Try it :: Reproduce every record exactly as written.

Natural language region descriptions
▼

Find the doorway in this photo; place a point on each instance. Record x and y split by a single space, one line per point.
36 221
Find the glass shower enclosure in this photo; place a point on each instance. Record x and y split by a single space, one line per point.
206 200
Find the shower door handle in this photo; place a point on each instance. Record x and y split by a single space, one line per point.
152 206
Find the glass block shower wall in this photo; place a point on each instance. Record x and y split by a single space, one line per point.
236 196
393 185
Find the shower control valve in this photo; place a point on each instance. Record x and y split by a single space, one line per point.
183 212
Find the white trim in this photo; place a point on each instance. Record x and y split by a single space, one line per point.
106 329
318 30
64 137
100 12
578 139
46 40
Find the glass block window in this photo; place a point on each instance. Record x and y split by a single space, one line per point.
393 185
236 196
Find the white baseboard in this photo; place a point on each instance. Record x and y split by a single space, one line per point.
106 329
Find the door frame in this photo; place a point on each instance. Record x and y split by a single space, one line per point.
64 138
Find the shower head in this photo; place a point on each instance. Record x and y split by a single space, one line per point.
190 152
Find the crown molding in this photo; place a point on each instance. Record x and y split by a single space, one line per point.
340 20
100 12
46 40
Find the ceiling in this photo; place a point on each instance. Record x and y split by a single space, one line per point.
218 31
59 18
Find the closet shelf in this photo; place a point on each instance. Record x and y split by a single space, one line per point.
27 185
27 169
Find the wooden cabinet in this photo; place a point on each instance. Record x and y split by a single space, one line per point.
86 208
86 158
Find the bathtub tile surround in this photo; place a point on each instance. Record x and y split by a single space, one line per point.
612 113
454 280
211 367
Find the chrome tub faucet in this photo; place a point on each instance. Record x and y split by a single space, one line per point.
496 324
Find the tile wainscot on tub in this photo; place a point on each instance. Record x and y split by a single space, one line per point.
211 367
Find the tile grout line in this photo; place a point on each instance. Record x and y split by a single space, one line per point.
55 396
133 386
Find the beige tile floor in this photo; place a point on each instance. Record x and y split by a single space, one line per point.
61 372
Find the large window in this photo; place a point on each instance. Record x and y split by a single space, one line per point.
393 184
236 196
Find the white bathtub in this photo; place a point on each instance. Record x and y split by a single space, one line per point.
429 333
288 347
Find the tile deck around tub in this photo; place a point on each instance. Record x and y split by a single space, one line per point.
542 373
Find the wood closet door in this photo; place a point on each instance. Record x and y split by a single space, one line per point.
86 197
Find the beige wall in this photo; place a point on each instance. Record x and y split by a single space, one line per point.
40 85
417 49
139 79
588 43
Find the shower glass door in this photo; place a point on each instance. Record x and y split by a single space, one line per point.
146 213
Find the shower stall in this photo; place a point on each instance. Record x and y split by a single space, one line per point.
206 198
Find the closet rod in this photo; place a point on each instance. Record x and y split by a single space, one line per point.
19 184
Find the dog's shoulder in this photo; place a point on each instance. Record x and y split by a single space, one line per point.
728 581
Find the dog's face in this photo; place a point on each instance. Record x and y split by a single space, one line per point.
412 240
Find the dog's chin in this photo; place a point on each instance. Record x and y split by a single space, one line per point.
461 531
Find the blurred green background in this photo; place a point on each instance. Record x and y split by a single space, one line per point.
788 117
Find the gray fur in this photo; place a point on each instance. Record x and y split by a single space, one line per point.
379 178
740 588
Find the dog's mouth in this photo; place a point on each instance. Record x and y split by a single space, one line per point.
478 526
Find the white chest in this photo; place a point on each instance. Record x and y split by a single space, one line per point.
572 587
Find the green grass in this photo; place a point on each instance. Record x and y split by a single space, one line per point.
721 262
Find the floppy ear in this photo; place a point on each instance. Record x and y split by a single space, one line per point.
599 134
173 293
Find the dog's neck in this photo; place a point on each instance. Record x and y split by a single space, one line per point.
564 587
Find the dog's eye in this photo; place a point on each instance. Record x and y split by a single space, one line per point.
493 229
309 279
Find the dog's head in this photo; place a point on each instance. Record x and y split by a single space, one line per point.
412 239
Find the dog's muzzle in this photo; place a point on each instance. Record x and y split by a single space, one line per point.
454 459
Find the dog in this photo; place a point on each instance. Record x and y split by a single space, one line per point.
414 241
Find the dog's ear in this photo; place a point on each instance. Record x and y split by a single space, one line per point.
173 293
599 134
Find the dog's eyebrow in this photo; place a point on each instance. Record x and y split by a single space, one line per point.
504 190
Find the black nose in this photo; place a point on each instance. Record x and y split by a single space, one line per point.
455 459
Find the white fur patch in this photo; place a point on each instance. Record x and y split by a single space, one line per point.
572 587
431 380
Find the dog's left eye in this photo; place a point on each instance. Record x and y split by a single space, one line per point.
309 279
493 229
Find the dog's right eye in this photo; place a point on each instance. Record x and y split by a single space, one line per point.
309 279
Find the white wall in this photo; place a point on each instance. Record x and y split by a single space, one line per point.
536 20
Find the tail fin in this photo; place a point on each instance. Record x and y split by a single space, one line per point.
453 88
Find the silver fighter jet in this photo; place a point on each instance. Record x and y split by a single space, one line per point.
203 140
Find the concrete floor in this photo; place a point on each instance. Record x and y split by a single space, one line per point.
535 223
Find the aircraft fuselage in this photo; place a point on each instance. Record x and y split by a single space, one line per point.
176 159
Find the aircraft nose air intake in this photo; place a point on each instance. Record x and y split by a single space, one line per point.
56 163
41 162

▲

Answer box ::
Find the doorway in this photo; place a point on each instance. Record x and y split by a single space, one line per point.
36 221
Find the glass shower enclosure in this photo; place a point on each instance. Record x and y split by a single space, one line per point.
206 200
Find the shower door handle in this photo; place a point on each instance. Record x and y split by a single space, one line per point.
152 206
Find the glass block shower wall in this photo; place a point on each instance. Record x and y split by a single space, one line per point.
236 196
393 185
Find the shower control valve in this photo; place a point on each instance. Record x and y split by a single space, one line per point.
183 212
Find the white trim in this photo; place a point on each instance. Record x and y split by a single space, one line per point.
106 329
318 30
64 137
100 12
578 139
46 40
Find the glass block window in this photo; place a point on each instance. Record x and y split by a single space, one line per point.
393 185
236 196
Find the white baseboard in this photo; place a point on each instance. Record x and y split by a single space, one line per point.
106 329
Find the door frame in this photo; place a point on each instance. Record x and y split by a single space, one line per point.
64 138
Find the shower head in this photo; place a point on each instance. Record x and y split by a single space, one line per point.
190 152
Find the crown molding in this photo; place a point on each instance. Record x and y split by a single space, one line per point.
340 20
100 12
46 40
Find the ceiling in this photo; place a point on each instance. Record x and y split by a single space, one line per point.
218 31
59 18
Find the closet shelf in this photo; place a point on each instance. Record x and y split by a single space, one line per point.
27 185
27 169
Find the wooden cabinet in this photo; place a point on each instance. Record x and y split by a single space, one line per point.
86 208
86 158
Find the bathtub tile surround in this photo; place a point on each instance. Record x and y split by a single space, one line per point.
612 113
454 280
211 367
Find the chrome tub faucet in this photo; place a point on each instance. Record x and y split by a single space, one line per point.
496 324
Find the tile wainscot on tub in this photo; place a point on each instance. Record x and y split by a single space, one line per point.
211 367
Find the tile grout line in this photo; place a point on each instance. Record x and y split by a single space, one line per point.
55 396
133 386
Find the beige tile floor in this photo; place a point on each instance. Record x and y split by a single space, one line per point.
61 372
Find the large window in this photo; place a point on each instance. Record x and y split by a single space, one line per point.
393 184
236 196
Find the white bathtub in this photo; place a point on each instance. Record x and y split by a single space, one line per point.
429 333
288 347
Find the tile deck around tub in this photo; place a point on each instance. Record x and y split by a single space, one line per point.
542 373
Find the wood closet door in this photo; place a point on each instance. Record x and y split by a single space, one line per point.
86 197
Find the beige wall in this photo; place a point on each instance. Record x and y split by a single space, one line per point.
40 85
417 49
139 79
588 43
Find the shower glass door in this photo; place a point on each instance. Record x and y split by a single space, one line per point.
146 213
Find the shower stall in this photo; place a point on each instance. Record x and y split by a single space, one line per point.
206 198
Find the closet rod in this photo; place a point on each instance. Record x and y split by a single space, one line per point.
19 184
Find the dog's shoulder in this photo; place a point on each instance. Record x and y split by a single space, one line per point.
728 581
Find the dog's face in this photo; place a point on each instance. Record x and y split by a single space, one line per point.
412 240
Find the dog's chin in this photo; place a point on each instance. Record x and y split by a single space, one line per point.
461 531
Find the blurred green background in this photo; place a point on each instance. Record x and y split by a single space, one line per point.
788 117
Find the gray fur in this photo; place a point on each instance. Record x and y split by a single space, one line per point.
379 178
740 588
Find the dog's mouth in this photo; place a point on each instance. Record x and y split by a single space, one line per point.
478 526
Find the white chest in this photo; place a point on each instance. Record x and y split by a single space, one line per point.
572 587
Find the green grass in this photo; place a point on each instance. Record x and y split by a single space, one line per point.
721 262
Find the floppy ear in this photo; place a point on each instance. Record x and y split by a single space, one line per point.
599 134
173 293
Find the dog's neck in this photo; place a point on each instance. Record x and y split by a single space, one line per point.
564 587
Find the dog's eye in this photo; place a point on each instance. Record x and y split by a single space, one line per point.
493 229
309 279
Find the dog's head in this photo; place a point on each instance. Record x and y split by a single space, one line per point.
412 239
Find the dog's muzzle in this photo; place a point on each instance. Record x and y split by a single space, one line per point.
454 459
Find the dog in this photo; place a point on each instance. Record x and y split by a single space, one line per point.
414 241
Find the dog's ear in this photo; place a point on each instance. Record x and y split by a single space, one line per point.
173 293
599 134
Find the dog's eyebrow in this photo; place a point on each instance. Record x and y split by a single space, one line per point.
504 190
Find the black nose in this photo; place a point on each instance. Record x and y split by a single space, one line per point.
455 459
Find the white fur patch in this photo; place a point on each instance. Record x and y split by a single space, one line per point.
572 587
431 380
Find the dog's left eye in this photo; place a point on each instance. Record x and y split by a single space, one line per point.
309 279
493 229
Find the dog's right eye in this photo; place a point on each instance. Record x and y split by a single space, one line per point.
309 279
Find the white wall in this photo; place a point on each instance. Record x and y split by a single space, one line per point.
536 20
Find the tail fin in this photo; place a point on each instance. Record x and y split by a single space, one line per point.
453 88
Find the silver fighter jet in this photo; place a point on each instance. Record x and y split by a single space, one line per point.
203 140
Find the concrete floor in this photo; place a point on each instance. Record x and y split by a single space, one line per point.
535 223
Find the aircraft fuselage in this photo; place a point on each instance. Record x and y split by a single space, one line per point.
176 159
Find the aircraft nose air intake in this photo; place a point on each instance. Record x and y split by a single space, one line per point.
56 163
41 162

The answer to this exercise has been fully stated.